Start of Block

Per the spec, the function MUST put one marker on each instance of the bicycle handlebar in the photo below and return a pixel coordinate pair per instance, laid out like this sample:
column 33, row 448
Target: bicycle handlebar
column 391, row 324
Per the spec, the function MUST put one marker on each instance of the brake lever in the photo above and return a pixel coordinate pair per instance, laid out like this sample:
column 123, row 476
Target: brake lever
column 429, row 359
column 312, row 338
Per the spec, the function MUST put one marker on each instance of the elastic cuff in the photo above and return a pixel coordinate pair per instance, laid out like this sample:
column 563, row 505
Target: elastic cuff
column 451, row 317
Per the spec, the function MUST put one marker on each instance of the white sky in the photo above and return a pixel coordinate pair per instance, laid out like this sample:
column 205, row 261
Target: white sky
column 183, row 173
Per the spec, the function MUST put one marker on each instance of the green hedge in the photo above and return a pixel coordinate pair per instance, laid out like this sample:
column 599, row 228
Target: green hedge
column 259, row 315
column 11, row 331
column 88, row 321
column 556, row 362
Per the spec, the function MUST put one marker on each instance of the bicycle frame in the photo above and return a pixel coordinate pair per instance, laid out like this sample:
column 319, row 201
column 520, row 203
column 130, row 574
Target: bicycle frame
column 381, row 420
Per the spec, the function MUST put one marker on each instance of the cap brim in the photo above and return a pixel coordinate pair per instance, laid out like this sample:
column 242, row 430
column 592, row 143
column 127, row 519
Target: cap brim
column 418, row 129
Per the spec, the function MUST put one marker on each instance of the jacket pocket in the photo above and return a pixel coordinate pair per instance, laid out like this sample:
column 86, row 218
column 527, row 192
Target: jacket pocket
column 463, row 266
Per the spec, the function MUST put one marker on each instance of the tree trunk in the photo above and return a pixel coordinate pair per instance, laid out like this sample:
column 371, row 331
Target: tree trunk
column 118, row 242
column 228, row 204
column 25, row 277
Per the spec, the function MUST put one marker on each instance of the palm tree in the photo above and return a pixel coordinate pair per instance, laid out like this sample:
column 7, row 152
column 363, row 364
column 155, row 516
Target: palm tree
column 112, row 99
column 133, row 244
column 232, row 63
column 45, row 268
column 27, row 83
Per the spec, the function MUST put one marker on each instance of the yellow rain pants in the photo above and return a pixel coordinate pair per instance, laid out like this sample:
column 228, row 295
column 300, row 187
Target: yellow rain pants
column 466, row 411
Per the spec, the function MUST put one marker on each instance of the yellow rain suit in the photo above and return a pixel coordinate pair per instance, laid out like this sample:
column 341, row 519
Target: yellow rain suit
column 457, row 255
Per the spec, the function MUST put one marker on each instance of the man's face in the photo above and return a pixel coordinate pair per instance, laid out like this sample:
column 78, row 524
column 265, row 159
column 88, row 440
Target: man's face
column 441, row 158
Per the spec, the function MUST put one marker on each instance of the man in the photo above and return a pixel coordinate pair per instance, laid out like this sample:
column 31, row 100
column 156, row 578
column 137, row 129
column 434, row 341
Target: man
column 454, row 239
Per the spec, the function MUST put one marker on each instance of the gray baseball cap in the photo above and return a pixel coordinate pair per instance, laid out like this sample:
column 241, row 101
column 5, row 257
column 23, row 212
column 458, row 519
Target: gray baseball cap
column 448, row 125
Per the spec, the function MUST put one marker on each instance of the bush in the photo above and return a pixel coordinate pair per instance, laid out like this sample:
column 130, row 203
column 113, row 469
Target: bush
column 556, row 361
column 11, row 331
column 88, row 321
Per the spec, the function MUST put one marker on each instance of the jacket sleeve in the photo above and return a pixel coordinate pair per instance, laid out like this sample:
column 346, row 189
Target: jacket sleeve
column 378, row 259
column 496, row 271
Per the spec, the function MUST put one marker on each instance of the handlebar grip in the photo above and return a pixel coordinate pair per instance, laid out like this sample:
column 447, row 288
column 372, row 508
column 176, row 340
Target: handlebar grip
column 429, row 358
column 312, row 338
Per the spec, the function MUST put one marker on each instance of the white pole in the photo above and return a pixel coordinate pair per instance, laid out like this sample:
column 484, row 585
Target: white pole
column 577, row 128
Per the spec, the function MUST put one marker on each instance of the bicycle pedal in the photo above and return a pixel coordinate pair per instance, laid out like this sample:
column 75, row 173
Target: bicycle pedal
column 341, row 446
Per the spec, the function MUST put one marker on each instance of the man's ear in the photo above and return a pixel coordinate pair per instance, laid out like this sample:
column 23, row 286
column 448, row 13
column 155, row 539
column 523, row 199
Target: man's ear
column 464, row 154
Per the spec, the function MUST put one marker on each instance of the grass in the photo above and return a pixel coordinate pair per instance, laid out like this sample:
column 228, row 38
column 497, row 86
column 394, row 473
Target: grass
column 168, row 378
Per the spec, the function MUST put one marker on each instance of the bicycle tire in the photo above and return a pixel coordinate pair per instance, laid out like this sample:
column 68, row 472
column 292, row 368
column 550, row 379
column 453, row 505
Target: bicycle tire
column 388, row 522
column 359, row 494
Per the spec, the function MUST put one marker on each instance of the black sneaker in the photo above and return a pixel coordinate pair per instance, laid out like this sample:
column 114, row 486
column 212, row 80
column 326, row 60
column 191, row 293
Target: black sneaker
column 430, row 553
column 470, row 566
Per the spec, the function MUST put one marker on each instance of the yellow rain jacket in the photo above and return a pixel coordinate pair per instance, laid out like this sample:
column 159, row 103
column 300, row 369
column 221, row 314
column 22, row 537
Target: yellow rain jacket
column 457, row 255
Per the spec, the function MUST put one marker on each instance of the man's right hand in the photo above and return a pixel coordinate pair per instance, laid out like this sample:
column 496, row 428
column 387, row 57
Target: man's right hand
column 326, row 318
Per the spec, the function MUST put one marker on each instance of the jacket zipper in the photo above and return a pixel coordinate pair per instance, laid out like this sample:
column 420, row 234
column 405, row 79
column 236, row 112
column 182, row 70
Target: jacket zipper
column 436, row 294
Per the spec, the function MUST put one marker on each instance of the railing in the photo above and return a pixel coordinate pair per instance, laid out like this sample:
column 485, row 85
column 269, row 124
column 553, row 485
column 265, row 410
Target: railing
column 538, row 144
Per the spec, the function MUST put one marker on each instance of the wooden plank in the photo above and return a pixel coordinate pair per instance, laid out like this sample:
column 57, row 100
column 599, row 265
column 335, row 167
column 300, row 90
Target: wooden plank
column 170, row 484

End of Block

# WHAT THIS TASK INVOLVES
Output only the lines from the one that contains "Target: railing" through the final line of the records, exactly as given.

# RESULT
Target: railing
column 538, row 144
Per the spec, the function MUST put one marker on each instance of the wooden plank in the photo above and return a pixel coordinate pair per instance, laid out like this sample:
column 57, row 100
column 599, row 265
column 335, row 167
column 300, row 90
Target: wooden plank
column 170, row 484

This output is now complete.